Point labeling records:
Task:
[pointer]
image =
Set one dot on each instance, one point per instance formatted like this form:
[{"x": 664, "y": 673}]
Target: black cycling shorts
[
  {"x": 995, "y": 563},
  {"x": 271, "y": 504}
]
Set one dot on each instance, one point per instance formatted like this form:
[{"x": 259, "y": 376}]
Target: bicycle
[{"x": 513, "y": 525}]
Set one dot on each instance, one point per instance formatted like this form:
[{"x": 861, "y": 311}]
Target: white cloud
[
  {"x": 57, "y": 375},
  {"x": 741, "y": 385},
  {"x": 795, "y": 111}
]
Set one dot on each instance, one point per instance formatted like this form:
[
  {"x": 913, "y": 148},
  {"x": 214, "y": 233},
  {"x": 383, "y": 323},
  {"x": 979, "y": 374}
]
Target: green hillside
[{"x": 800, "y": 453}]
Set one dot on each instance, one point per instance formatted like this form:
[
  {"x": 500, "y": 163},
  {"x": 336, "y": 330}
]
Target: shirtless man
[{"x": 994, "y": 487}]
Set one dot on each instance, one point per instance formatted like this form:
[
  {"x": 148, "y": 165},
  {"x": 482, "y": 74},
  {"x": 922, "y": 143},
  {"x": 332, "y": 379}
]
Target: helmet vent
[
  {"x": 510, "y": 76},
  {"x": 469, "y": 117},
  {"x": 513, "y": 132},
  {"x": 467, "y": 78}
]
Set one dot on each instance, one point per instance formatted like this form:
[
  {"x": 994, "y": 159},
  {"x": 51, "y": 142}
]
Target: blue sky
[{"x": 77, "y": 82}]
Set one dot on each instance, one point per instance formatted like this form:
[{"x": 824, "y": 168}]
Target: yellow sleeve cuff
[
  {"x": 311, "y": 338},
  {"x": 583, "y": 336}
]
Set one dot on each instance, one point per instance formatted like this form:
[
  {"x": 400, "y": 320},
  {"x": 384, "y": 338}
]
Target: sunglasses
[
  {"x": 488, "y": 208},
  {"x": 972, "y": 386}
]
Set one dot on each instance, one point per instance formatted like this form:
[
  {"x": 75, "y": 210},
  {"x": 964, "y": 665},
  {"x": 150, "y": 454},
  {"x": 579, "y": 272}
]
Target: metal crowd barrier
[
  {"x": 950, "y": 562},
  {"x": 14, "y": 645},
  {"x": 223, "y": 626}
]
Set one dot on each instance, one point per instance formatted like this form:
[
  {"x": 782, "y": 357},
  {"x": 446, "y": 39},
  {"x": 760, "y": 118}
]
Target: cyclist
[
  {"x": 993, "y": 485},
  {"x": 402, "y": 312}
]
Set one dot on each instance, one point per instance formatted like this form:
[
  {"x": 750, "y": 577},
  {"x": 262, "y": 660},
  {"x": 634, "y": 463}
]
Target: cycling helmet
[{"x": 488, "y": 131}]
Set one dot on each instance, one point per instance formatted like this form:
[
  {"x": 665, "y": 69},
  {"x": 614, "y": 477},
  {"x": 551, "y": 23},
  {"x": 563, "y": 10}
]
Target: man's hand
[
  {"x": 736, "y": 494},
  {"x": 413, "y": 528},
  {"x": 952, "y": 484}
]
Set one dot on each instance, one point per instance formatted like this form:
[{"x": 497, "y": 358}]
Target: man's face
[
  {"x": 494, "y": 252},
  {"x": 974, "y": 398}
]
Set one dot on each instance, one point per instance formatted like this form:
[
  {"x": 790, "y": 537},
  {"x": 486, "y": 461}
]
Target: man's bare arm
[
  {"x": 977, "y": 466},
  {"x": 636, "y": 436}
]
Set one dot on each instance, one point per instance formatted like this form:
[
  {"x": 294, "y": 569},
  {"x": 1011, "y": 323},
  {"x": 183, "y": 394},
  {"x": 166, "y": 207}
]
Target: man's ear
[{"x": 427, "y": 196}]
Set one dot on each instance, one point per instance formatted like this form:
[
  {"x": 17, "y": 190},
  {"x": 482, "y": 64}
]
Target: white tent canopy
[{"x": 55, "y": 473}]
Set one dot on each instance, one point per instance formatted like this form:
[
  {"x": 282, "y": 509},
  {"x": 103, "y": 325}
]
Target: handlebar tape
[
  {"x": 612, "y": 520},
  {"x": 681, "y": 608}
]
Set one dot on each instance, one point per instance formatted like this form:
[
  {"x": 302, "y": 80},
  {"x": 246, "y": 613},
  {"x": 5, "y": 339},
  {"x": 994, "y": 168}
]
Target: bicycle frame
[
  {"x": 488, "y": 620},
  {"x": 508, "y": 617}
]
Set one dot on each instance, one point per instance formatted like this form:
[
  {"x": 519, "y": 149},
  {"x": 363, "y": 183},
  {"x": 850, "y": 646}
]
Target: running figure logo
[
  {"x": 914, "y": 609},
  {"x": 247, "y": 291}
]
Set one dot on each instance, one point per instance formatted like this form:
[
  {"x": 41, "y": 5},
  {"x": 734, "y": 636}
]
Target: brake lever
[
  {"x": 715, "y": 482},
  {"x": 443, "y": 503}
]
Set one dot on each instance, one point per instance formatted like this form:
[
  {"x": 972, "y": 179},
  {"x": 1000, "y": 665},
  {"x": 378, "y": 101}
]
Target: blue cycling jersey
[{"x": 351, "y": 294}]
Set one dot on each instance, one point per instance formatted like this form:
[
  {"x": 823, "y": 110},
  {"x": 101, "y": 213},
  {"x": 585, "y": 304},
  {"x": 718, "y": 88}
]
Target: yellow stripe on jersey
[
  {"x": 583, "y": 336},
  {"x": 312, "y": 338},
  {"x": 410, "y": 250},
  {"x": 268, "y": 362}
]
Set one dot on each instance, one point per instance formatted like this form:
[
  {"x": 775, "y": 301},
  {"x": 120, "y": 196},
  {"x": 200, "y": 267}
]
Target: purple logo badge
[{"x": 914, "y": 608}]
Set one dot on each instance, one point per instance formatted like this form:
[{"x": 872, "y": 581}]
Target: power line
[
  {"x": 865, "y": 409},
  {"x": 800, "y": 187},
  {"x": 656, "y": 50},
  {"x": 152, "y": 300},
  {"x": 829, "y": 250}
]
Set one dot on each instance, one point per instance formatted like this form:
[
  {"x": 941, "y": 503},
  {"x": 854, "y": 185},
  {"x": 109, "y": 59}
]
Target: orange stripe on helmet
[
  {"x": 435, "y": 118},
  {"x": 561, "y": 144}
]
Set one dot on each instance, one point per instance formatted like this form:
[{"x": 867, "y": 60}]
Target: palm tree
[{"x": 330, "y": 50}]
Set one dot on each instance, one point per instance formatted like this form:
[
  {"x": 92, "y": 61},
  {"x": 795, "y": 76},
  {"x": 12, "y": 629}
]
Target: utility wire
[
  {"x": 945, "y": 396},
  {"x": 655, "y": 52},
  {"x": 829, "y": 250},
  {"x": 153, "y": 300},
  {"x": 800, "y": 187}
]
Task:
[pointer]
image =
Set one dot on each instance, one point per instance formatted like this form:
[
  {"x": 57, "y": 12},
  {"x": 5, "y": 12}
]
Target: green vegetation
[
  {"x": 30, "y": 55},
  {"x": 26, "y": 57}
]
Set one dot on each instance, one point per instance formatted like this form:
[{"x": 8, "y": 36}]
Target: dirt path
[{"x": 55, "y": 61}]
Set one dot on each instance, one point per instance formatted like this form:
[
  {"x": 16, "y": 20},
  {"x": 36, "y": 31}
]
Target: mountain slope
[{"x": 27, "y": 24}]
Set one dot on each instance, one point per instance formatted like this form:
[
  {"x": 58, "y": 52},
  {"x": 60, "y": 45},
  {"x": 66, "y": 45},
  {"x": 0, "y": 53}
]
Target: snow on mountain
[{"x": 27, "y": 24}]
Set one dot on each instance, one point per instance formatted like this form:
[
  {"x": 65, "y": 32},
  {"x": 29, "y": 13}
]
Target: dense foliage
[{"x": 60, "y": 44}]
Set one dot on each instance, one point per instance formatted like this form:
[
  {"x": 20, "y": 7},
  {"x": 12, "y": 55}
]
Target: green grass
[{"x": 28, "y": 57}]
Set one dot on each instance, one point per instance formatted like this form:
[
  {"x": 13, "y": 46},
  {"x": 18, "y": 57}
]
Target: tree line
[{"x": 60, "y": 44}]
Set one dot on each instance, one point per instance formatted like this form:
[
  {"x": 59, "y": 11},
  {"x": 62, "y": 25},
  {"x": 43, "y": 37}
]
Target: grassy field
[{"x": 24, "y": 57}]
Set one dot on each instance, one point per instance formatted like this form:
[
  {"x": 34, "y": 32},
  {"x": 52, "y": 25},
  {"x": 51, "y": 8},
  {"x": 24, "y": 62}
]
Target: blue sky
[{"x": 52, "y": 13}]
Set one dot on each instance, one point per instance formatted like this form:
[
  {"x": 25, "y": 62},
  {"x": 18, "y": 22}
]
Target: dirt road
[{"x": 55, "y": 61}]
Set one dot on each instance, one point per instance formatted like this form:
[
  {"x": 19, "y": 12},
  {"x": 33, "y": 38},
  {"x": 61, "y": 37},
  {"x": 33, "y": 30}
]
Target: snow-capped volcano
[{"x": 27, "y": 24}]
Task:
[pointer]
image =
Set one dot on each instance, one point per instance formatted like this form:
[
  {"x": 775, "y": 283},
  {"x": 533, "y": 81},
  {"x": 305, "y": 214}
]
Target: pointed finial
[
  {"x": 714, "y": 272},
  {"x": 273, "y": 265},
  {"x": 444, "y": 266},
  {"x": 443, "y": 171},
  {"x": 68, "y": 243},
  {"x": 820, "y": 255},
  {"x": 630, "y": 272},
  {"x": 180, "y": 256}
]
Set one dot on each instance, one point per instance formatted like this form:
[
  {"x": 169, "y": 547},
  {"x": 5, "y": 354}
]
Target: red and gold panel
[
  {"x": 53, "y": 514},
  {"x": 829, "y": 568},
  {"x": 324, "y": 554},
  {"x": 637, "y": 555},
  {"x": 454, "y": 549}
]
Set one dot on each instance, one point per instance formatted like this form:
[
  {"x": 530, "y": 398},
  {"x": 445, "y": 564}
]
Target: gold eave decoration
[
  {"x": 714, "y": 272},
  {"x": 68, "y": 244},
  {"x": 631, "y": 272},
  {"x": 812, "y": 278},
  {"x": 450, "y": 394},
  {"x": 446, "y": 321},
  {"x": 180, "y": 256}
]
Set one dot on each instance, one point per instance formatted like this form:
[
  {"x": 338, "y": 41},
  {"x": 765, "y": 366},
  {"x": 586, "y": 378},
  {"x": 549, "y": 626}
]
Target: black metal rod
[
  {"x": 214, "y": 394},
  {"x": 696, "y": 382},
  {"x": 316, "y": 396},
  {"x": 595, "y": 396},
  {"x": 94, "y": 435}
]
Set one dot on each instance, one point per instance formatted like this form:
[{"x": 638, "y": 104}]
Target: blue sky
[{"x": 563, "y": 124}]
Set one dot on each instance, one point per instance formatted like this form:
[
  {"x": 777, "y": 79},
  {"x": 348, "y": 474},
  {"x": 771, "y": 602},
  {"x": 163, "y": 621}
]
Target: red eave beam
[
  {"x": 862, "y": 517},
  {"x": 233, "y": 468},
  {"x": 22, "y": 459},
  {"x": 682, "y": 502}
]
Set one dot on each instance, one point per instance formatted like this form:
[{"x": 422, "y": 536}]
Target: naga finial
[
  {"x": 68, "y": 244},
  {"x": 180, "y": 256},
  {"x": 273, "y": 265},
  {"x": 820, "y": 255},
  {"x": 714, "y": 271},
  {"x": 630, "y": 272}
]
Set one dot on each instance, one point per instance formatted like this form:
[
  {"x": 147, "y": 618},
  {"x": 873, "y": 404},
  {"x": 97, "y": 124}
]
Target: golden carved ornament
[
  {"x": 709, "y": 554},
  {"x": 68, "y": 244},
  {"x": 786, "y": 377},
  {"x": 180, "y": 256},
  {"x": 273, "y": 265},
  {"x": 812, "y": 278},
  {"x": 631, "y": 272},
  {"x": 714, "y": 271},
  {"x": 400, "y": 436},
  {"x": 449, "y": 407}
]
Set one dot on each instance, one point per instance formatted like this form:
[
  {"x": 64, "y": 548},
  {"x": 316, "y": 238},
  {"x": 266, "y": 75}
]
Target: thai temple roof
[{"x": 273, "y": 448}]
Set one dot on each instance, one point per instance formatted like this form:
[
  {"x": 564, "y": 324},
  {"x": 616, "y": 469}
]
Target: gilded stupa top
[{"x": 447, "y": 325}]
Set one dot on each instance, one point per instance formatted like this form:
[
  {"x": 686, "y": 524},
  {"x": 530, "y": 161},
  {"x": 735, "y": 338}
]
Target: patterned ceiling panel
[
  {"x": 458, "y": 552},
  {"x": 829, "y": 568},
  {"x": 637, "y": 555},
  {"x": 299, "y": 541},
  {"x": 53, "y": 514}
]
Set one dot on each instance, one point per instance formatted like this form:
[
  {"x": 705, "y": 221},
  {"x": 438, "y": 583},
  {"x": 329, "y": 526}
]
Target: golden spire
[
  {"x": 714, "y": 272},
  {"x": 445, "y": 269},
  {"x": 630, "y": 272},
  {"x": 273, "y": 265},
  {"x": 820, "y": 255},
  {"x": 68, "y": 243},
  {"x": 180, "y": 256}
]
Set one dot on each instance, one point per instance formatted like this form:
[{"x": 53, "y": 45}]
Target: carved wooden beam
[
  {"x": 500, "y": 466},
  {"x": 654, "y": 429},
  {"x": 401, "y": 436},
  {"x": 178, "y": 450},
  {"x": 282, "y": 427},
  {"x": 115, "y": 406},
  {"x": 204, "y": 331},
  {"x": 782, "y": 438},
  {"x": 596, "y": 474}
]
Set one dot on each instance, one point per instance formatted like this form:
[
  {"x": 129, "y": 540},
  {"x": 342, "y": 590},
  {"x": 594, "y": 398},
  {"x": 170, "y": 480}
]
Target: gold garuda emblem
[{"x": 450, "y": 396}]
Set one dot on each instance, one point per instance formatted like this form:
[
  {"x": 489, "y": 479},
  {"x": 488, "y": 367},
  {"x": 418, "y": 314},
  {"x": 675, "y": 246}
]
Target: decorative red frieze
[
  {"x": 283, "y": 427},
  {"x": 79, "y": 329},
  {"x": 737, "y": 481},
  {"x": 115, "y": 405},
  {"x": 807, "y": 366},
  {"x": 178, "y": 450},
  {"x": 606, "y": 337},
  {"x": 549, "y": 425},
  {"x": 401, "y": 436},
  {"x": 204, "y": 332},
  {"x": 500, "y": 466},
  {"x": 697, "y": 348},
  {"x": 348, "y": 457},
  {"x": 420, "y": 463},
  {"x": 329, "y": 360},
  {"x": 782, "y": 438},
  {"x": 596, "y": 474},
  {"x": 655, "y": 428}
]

(Directions for this task) Count the lines in the records above that contain the string "finial", matching case exactly, and reply with only the number.

(Answer to this exercise) 2